■ YOUR INSTRUCTIONS ■
In the records that follow, the lines from the one containing "request: draw the outline of every instance of the dark" to the one containing "target: dark silhouetted", inclusive, are to be given again exactly.
=== RECORDS FOR PROCESSING ===
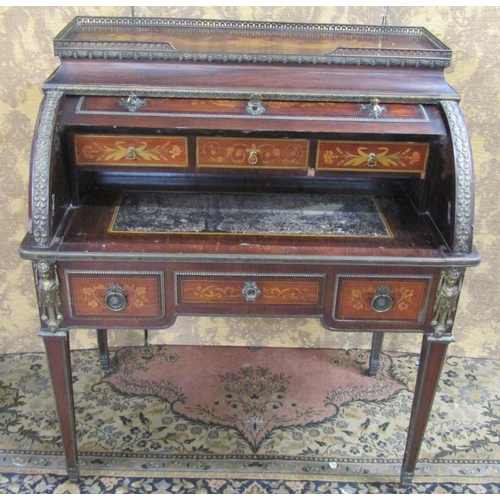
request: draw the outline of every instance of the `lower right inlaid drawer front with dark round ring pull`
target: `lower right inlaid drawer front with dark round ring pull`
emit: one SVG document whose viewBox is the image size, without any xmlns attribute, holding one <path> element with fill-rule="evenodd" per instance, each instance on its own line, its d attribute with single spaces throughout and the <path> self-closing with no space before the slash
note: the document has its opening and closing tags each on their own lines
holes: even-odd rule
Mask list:
<svg viewBox="0 0 500 500">
<path fill-rule="evenodd" d="M 340 321 L 421 322 L 432 276 L 342 276 L 336 278 L 334 318 Z"/>
</svg>

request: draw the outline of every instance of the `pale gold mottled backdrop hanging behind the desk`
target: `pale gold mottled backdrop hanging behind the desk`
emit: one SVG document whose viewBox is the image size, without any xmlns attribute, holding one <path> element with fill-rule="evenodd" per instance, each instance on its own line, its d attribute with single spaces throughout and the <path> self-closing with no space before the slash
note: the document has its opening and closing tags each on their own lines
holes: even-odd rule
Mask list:
<svg viewBox="0 0 500 500">
<path fill-rule="evenodd" d="M 26 232 L 31 136 L 40 84 L 56 68 L 52 38 L 76 15 L 196 17 L 425 26 L 453 51 L 449 83 L 462 95 L 476 169 L 475 242 L 480 267 L 468 271 L 450 353 L 500 358 L 500 8 L 497 7 L 3 7 L 0 9 L 0 353 L 40 351 L 31 266 L 17 252 Z M 388 334 L 385 348 L 418 351 L 420 336 Z M 111 332 L 111 345 L 143 333 Z M 151 342 L 368 347 L 363 334 L 333 333 L 315 319 L 179 318 Z M 95 347 L 91 331 L 73 348 Z"/>
</svg>

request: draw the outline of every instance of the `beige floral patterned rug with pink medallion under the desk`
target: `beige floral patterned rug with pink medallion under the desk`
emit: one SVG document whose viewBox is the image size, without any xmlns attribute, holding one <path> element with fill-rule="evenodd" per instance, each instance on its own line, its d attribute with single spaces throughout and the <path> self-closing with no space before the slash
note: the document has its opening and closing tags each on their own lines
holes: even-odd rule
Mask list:
<svg viewBox="0 0 500 500">
<path fill-rule="evenodd" d="M 368 357 L 127 347 L 112 353 L 105 374 L 96 351 L 75 351 L 82 482 L 70 485 L 44 355 L 0 356 L 0 492 L 42 483 L 54 492 L 397 491 L 418 356 L 384 353 L 376 378 L 366 375 Z M 408 491 L 496 491 L 499 368 L 495 360 L 446 360 Z"/>
</svg>

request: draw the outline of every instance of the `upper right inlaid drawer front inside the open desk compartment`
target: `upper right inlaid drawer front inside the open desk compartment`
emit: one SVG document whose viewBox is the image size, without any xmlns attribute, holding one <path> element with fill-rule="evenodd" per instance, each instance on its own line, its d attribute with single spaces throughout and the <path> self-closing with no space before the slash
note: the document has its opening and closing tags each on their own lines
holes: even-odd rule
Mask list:
<svg viewBox="0 0 500 500">
<path fill-rule="evenodd" d="M 429 144 L 318 141 L 318 170 L 425 172 Z"/>
</svg>

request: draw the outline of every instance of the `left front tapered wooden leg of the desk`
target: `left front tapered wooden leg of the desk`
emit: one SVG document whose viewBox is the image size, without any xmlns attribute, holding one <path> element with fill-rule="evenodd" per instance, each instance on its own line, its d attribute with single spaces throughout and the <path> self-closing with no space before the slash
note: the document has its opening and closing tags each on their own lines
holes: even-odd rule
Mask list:
<svg viewBox="0 0 500 500">
<path fill-rule="evenodd" d="M 52 387 L 56 399 L 57 416 L 66 457 L 66 470 L 71 482 L 79 476 L 78 452 L 76 447 L 76 419 L 71 378 L 71 359 L 68 332 L 41 330 L 39 334 L 45 343 Z"/>
</svg>

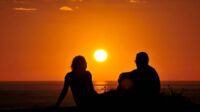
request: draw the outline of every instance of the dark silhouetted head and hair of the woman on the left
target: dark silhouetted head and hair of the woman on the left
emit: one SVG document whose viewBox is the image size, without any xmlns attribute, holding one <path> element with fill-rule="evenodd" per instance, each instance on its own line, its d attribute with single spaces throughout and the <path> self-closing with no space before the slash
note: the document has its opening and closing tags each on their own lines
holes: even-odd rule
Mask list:
<svg viewBox="0 0 200 112">
<path fill-rule="evenodd" d="M 74 57 L 71 64 L 72 70 L 85 71 L 87 68 L 87 62 L 85 58 L 81 55 Z"/>
</svg>

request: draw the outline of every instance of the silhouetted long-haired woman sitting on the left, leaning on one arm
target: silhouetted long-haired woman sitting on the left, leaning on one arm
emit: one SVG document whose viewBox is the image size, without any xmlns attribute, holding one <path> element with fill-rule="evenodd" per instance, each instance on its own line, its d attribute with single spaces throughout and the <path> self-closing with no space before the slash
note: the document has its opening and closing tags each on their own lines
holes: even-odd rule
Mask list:
<svg viewBox="0 0 200 112">
<path fill-rule="evenodd" d="M 92 83 L 92 75 L 86 71 L 87 63 L 83 56 L 76 56 L 71 65 L 72 71 L 65 76 L 64 88 L 58 98 L 56 106 L 63 101 L 69 86 L 78 107 L 92 104 L 93 97 L 97 94 Z"/>
</svg>

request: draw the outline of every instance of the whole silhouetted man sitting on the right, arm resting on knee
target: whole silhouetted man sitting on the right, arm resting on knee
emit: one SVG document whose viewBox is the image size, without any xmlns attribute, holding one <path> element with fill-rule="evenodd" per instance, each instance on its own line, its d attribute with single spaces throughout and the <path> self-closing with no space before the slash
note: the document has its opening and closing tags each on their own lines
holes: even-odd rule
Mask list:
<svg viewBox="0 0 200 112">
<path fill-rule="evenodd" d="M 137 69 L 120 74 L 118 90 L 126 90 L 136 97 L 157 96 L 160 93 L 160 79 L 156 70 L 149 65 L 148 54 L 139 52 L 135 62 Z"/>
</svg>

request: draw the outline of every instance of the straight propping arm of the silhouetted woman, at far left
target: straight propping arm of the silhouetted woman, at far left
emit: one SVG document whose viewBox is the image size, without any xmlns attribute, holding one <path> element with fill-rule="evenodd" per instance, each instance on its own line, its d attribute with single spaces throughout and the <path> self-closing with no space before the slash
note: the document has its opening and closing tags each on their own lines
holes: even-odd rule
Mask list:
<svg viewBox="0 0 200 112">
<path fill-rule="evenodd" d="M 68 76 L 65 77 L 65 82 L 64 82 L 64 87 L 62 89 L 62 92 L 56 102 L 56 106 L 59 106 L 61 104 L 61 102 L 63 101 L 63 99 L 65 98 L 68 88 L 69 88 L 69 80 L 68 80 Z"/>
</svg>

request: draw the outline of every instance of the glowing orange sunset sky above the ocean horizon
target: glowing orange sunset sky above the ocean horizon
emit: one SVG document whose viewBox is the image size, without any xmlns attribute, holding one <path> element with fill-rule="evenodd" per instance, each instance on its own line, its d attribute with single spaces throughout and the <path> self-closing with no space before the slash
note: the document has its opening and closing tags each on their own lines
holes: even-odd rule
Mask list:
<svg viewBox="0 0 200 112">
<path fill-rule="evenodd" d="M 199 11 L 199 0 L 0 0 L 0 81 L 64 80 L 77 55 L 94 81 L 116 81 L 140 51 L 161 81 L 200 80 Z"/>
</svg>

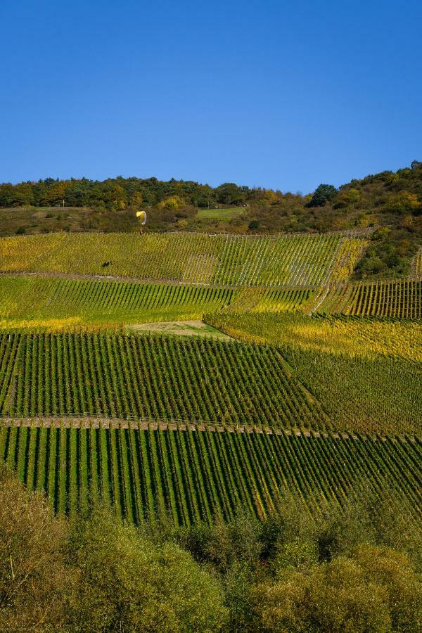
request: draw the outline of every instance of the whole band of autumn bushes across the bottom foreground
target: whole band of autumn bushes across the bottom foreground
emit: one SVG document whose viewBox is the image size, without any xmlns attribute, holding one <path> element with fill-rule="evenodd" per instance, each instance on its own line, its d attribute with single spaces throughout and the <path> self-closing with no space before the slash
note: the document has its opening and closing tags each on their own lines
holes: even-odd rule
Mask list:
<svg viewBox="0 0 422 633">
<path fill-rule="evenodd" d="M 421 629 L 421 529 L 364 494 L 311 518 L 293 497 L 257 521 L 69 522 L 0 475 L 0 620 L 8 630 L 395 632 Z"/>
</svg>

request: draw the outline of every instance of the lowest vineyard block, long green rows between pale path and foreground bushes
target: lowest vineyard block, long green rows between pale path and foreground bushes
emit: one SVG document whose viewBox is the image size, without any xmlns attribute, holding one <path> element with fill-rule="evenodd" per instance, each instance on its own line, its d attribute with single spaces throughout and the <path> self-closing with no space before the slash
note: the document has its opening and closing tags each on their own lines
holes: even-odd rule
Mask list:
<svg viewBox="0 0 422 633">
<path fill-rule="evenodd" d="M 101 497 L 137 524 L 210 523 L 241 509 L 263 517 L 283 490 L 318 512 L 361 486 L 421 511 L 417 440 L 13 426 L 0 429 L 0 457 L 28 487 L 46 490 L 60 514 Z"/>
</svg>

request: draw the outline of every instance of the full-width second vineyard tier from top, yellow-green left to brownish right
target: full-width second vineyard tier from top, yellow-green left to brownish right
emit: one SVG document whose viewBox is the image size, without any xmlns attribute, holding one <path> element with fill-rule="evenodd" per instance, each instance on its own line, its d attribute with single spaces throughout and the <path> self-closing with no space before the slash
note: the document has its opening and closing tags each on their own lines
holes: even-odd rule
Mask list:
<svg viewBox="0 0 422 633">
<path fill-rule="evenodd" d="M 422 281 L 230 288 L 39 275 L 0 276 L 0 328 L 117 326 L 200 319 L 204 313 L 315 312 L 422 318 Z"/>
</svg>

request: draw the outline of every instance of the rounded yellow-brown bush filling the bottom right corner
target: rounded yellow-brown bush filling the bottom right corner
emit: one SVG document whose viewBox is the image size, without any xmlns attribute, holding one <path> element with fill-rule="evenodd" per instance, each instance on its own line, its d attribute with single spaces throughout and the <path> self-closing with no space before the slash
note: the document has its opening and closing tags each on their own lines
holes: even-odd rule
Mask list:
<svg viewBox="0 0 422 633">
<path fill-rule="evenodd" d="M 422 583 L 409 559 L 360 545 L 349 557 L 286 570 L 250 590 L 252 629 L 381 633 L 421 630 Z"/>
</svg>

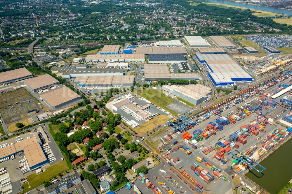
===
■ RESPONSE BELOW ■
request: draw the outline of every instance of the dark silhouetted head and hair of the woman on the left
target: dark silhouetted head and hair of the woman on the left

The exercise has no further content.